--- Reading text ---
Population: Patients with dental implants

Intervention: Parkinson’s Disease

Comparison: Patients without Parkinson’s Disease

Outcomes: Dental implant success

Clinical Question:

In patients seeking dental implants, does having Parkinson’s Disease lower the success rate of the general population?

Search Strategy:

The initial search in PubMed began as “Parkinson’s Disease AND dental implant*” My search presented 13 articles. I conducted another search of “Parkinson’s Disease AND dental implant* OR Parkinson’s AND dental implant*” which presented the same 13 articles. I found five of the articles useful for this paper, two of which did not have the full text available. Two of the articles are systematic reviews and the other is a clinical report.

Article Analysis:

  1. “A review of the outcome of dental implant provision in individuals with movement disorders.” Mark Edward Packer. 2018.

This article was chosen as it is a systematic review that discusses the survival of dental implants in patients with movement disorders such as Parkinson’s Disease that patient JS exhibits. The purpose of this paper was to “establish whether implant success in patients suffering from movement disorders is similar to the general population, identifying risk factors and noting recommendations that may aid maintenance programmes” (Packer. 2018. 1). This search primarily yielded patient case reports. Other studies rendered were patient case series observational studies.

In the patient case reports, the ages of the participants in the studies ranged from 19-83 years old. Most of the implants were placed using a two-stage-process or delayed loading and were followed up for two years or less. During the observational period, the majority of reports showed a 100% survival rate. Cobalt-Chromium strengthens design was the main material selected across the articles for the implants. All early failures were due to integration as opposed to mechanical failures.
--- Records shown ---
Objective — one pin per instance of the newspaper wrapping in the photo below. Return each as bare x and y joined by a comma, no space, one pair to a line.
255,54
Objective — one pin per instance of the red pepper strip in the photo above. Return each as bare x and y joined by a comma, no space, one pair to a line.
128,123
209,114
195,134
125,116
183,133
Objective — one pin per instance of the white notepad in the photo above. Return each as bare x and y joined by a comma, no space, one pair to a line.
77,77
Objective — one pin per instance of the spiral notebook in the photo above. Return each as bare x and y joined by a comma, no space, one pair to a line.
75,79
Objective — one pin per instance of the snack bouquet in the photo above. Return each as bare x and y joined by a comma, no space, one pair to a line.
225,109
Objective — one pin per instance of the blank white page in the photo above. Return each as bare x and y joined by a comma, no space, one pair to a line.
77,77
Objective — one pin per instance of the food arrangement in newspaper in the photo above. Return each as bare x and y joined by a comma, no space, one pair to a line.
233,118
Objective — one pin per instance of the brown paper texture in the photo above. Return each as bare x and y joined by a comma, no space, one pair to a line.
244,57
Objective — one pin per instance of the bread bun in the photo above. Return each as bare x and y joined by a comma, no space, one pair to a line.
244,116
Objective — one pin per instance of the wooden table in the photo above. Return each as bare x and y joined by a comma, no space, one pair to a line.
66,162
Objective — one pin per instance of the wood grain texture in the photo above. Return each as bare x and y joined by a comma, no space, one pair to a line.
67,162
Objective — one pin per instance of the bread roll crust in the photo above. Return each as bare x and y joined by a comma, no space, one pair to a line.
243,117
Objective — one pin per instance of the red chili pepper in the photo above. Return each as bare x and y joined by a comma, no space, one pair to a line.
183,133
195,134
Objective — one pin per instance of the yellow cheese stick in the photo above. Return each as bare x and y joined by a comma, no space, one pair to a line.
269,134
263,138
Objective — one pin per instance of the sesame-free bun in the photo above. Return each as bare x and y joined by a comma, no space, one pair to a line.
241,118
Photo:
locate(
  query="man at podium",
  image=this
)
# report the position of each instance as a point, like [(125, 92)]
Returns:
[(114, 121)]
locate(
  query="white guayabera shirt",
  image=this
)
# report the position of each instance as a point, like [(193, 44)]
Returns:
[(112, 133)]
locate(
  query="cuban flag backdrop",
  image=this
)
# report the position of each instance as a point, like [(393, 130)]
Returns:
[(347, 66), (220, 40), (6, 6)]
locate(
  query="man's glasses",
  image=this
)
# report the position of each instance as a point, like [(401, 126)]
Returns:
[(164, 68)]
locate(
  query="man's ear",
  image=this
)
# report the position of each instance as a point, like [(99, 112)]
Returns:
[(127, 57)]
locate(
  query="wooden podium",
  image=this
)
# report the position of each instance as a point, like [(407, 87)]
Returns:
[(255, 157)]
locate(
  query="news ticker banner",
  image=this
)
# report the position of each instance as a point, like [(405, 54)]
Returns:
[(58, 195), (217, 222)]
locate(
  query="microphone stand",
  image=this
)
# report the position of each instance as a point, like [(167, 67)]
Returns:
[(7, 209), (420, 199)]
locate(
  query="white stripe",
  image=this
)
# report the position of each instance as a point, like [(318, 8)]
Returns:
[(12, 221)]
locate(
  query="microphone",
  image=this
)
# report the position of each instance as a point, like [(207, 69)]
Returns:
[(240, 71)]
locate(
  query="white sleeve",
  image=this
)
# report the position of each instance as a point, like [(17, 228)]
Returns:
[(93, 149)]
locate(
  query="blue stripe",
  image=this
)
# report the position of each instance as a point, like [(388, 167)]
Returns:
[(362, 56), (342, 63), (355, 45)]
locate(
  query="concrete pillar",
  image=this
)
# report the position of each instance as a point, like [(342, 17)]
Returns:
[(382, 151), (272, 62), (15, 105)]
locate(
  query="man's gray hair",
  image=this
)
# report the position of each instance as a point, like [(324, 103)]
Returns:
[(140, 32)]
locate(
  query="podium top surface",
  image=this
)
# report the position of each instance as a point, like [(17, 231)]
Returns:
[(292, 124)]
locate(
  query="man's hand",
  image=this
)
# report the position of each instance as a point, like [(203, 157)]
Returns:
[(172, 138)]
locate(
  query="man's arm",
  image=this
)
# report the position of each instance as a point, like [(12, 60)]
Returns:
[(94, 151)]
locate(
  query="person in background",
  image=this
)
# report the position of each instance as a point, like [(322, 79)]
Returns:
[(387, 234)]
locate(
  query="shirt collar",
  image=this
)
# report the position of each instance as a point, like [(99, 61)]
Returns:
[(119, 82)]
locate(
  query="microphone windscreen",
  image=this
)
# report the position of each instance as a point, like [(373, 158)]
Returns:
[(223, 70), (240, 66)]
---
Extend the review of dental implants in patients with Parkinson's Disease, starting right after its last sentence.

--- Response ---
In the observational studies, the ages of the participants from the studies ranged from 12-834, similar to that of the patient case reports. Parkinson’s Disease studies generally treated an older age group of  54-81 years old. Most of the implants were placed using a two-stage-process. In the studies following patients with Parkinson’s Disease, implant survival rates of 77%-86% were reported. Most studies followed up with patients for at least four years. The majority of implant failures were reported in the early stages although, in patients with Parkinson’s Disease, later failures were noted.

This paper discussed the outcome of dental implants placed in patients with movement disorders compared to in the general population. One study reviewed in the paper concluded a 91% implant survival rate after four years in patients with movement disorders, compared to a 100% survival rate in the control group. In patients with Parkinson’s Disease, it is suggested to provide IV sedation, midazolam can be beneficial to reduce the risk of cardiovascular issues from the catecholamines.

The early implant failures noted in some patients with the disease could have been due to a lack of elimination of motor symptoms. In one study with patients with Parkinson’s disease, from the nine subjects, there was an 82% success rate of the implants whereas another study including three subjects presented a 100% success rate. In the study with nine subjects, there was another follow-up after five years showed late implant failure in four of the patients. This is most likely linked to their parafunctional symptoms leading to implant fracture. It is suggested to add an additional “sleeper” implant when placing a two-implant mandibular overdenture. This will stabilize the denture.

There were three studies reviewed in this paper that dealt specifically with patients with Parkinson’s Disease. I was concluded that the quality of life for these patients was improved with the addition of dental implants to support a fixed prosthesis or an overdenture. This allowed them to have improved chewing, moderate body weight gain and improved GI symptoms as well as overall oral well-being.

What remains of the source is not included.